- **BRIEF 1**:
Rewrite the records starting at the line that contains "One point belongs to every instance of the beige" and ending at the end of the records, replacing "pink lid" with "rose lid" and keeping everything else the same.

- **SELECTED TEXT**:
GlobeLinks Graduate Studies M.A. Program Ph.D. Program Program Handbooks Akron-Kent Consortium M.A. Theses Completed Ph.D. Dissertations Completed

The Department


Ph.D. Program

Application Process

1. Begin your application by submitting this online form to the History Department:
The History Department Graduate Program Application

2. Next, use this link to apply to Research and Graduate Studies here if you are a U.S. citizen or permanent resident: http://www.admissions.kent.edu/apply/Graduate/; or use this link if you are an international student: http://www.admissions.kent.edu/apply/International/Graduate/.

Domestic applicants should submit all materials to the Office of Research and Graduate studies; International applicants should submit all materials to the Office of International Affairs.

 

 

History Ph.D.s are professional scholars, college and university teachers, and independent researchers in private, or public, research institutions. The primary mission of the History doctoral program, then, is to provide the region and the nation with professional historians to conduct pure and applied research in written texts, artifacts, images, statistics, oral recollections, and built and natural environments, to disseminate their scholarship or commissioned research in a variety of formats--books, articles, exhibits, catologs, films, interpretation of historic sites, reenactments, museums, classrooms, and public forums.

Admission to the Program
To be admitted without reservation to graduate study for the degree, a student must (1) have met the admission requirements of the Division of Research and Graduate Studies (RAGS) of the University; (2) have completed the requirements for a Master of Arts degree in history or its equivalent; (3) have demonstrated in previous graduate study a potential for doctoral work by completion of a thesis. Applicants should submit three letters of recommendation, the results of the Graduate Record Exam, a letter explaining the applicant’s professional objectives, and a writing sample that demonstrates the student’s ability to conduct research and to write.

Choosing an Advisor
The doctoral student entering the Graduate Program will meet with the Graduate Program Coordinator for course selection and advising.  By the time the student registers for her/his second semester's coursework s/he should select an advisor qualified in the field(s) in which s/he wishes to major and willing to direct her/him through the completion of the dissertation.  By the end of the second full semester of doctoral work, the student and major advisor should present to the Graduate Program Coordinator a program that specifies the student's history fields, advisors, cognate field, and foreign language skills. 

The advisor/advisee relationship may be terminated at any time by either party without prejudice.

Consortium
Students beginning doctoral work study in August 2000 and thereafter are required to participate in the Akron-Kent Doctoral Consortium.  Each student must take one approved graduate History course at the University of Akron, and include one University of Akron History Department faculty member on her/his dissertation committee.

- **EXTRACTED RECORDS**:
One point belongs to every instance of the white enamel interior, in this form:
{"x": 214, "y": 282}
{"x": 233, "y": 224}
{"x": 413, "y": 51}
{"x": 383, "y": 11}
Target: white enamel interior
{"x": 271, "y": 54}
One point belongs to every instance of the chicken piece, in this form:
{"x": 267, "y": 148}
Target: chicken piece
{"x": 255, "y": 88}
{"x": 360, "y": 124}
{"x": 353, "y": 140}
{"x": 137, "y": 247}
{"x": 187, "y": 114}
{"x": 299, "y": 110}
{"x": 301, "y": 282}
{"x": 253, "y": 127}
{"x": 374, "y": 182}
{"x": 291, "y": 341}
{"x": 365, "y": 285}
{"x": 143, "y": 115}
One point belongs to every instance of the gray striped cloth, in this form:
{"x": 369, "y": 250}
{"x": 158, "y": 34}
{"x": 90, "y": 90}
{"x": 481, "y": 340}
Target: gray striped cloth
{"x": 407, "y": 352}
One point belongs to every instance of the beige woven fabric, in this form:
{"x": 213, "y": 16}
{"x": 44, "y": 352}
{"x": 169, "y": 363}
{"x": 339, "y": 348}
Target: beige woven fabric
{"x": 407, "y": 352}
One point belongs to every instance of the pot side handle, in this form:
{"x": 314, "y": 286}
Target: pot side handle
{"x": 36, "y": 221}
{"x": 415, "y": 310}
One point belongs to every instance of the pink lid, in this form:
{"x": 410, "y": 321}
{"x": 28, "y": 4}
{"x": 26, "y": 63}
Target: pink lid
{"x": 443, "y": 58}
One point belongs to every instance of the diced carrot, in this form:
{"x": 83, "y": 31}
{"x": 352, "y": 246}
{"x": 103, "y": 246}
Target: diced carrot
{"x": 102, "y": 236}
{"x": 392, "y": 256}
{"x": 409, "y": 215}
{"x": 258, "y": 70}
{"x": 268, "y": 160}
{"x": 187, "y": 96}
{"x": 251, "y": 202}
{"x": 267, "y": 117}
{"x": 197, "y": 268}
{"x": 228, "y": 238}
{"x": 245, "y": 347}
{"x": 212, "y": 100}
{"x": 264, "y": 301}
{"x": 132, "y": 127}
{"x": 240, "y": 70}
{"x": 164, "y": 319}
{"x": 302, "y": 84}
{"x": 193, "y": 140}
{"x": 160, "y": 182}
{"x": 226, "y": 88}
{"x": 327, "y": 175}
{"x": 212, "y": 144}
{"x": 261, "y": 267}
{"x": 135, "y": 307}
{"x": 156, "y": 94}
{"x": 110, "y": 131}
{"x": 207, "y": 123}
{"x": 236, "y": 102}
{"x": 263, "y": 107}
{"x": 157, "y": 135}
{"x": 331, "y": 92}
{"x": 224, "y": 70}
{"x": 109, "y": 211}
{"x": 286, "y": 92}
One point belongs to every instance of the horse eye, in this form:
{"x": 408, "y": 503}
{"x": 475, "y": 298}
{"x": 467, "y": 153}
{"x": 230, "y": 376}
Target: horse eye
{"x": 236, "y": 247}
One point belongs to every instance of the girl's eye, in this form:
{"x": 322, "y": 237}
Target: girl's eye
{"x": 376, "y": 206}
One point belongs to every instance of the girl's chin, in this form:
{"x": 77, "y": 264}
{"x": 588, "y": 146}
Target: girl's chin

- **BRIEF 2**:
According to the history program page, what must each doctoral student who began in August 2000 or later take at the University of Akron?

- **WORKED SOLUTION 1**:
One point belongs to every instance of the beige woven fabric, in this form:
{"x": 213, "y": 16}
{"x": 44, "y": 352}
{"x": 169, "y": 363}
{"x": 339, "y": 348}
Target: beige woven fabric
{"x": 407, "y": 352}
One point belongs to every instance of the pot side handle, in this form:
{"x": 314, "y": 286}
Target: pot side handle
{"x": 36, "y": 221}
{"x": 415, "y": 310}
One point belongs to every instance of the rose lid, in this form:
{"x": 410, "y": 321}
{"x": 28, "y": 4}
{"x": 26, "y": 63}
Target: rose lid
{"x": 443, "y": 58}
One point belongs to every instance of the diced carrot, in this form:
{"x": 83, "y": 31}
{"x": 352, "y": 246}
{"x": 103, "y": 246}
Target: diced carrot
{"x": 102, "y": 236}
{"x": 392, "y": 256}
{"x": 409, "y": 215}
{"x": 258, "y": 70}
{"x": 268, "y": 160}
{"x": 187, "y": 96}
{"x": 251, "y": 202}
{"x": 267, "y": 117}
{"x": 197, "y": 268}
{"x": 228, "y": 238}
{"x": 245, "y": 347}
{"x": 212, "y": 100}
{"x": 264, "y": 301}
{"x": 132, "y": 127}
{"x": 240, "y": 70}
{"x": 164, "y": 319}
{"x": 302, "y": 84}
{"x": 193, "y": 140}
{"x": 160, "y": 182}
{"x": 226, "y": 88}
{"x": 327, "y": 175}
{"x": 212, "y": 144}
{"x": 261, "y": 267}
{"x": 135, "y": 307}
{"x": 156, "y": 94}
{"x": 110, "y": 131}
{"x": 207, "y": 123}
{"x": 236, "y": 102}
{"x": 263, "y": 107}
{"x": 157, "y": 135}
{"x": 331, "y": 92}
{"x": 224, "y": 70}
{"x": 109, "y": 211}
{"x": 286, "y": 92}
One point belongs to every instance of the horse eye, in this form:
{"x": 408, "y": 503}
{"x": 475, "y": 298}
{"x": 467, "y": 153}
{"x": 230, "y": 376}
Target: horse eye
{"x": 236, "y": 247}
One point belongs to every instance of the girl's eye, in this form:
{"x": 322, "y": 237}
Target: girl's eye
{"x": 376, "y": 206}
One point belongs to every instance of the girl's chin, in this form:
{"x": 77, "y": 264}
{"x": 588, "y": 146}
Target: girl's chin

- **WORKED SOLUTION 2**:
One approved graduate History course.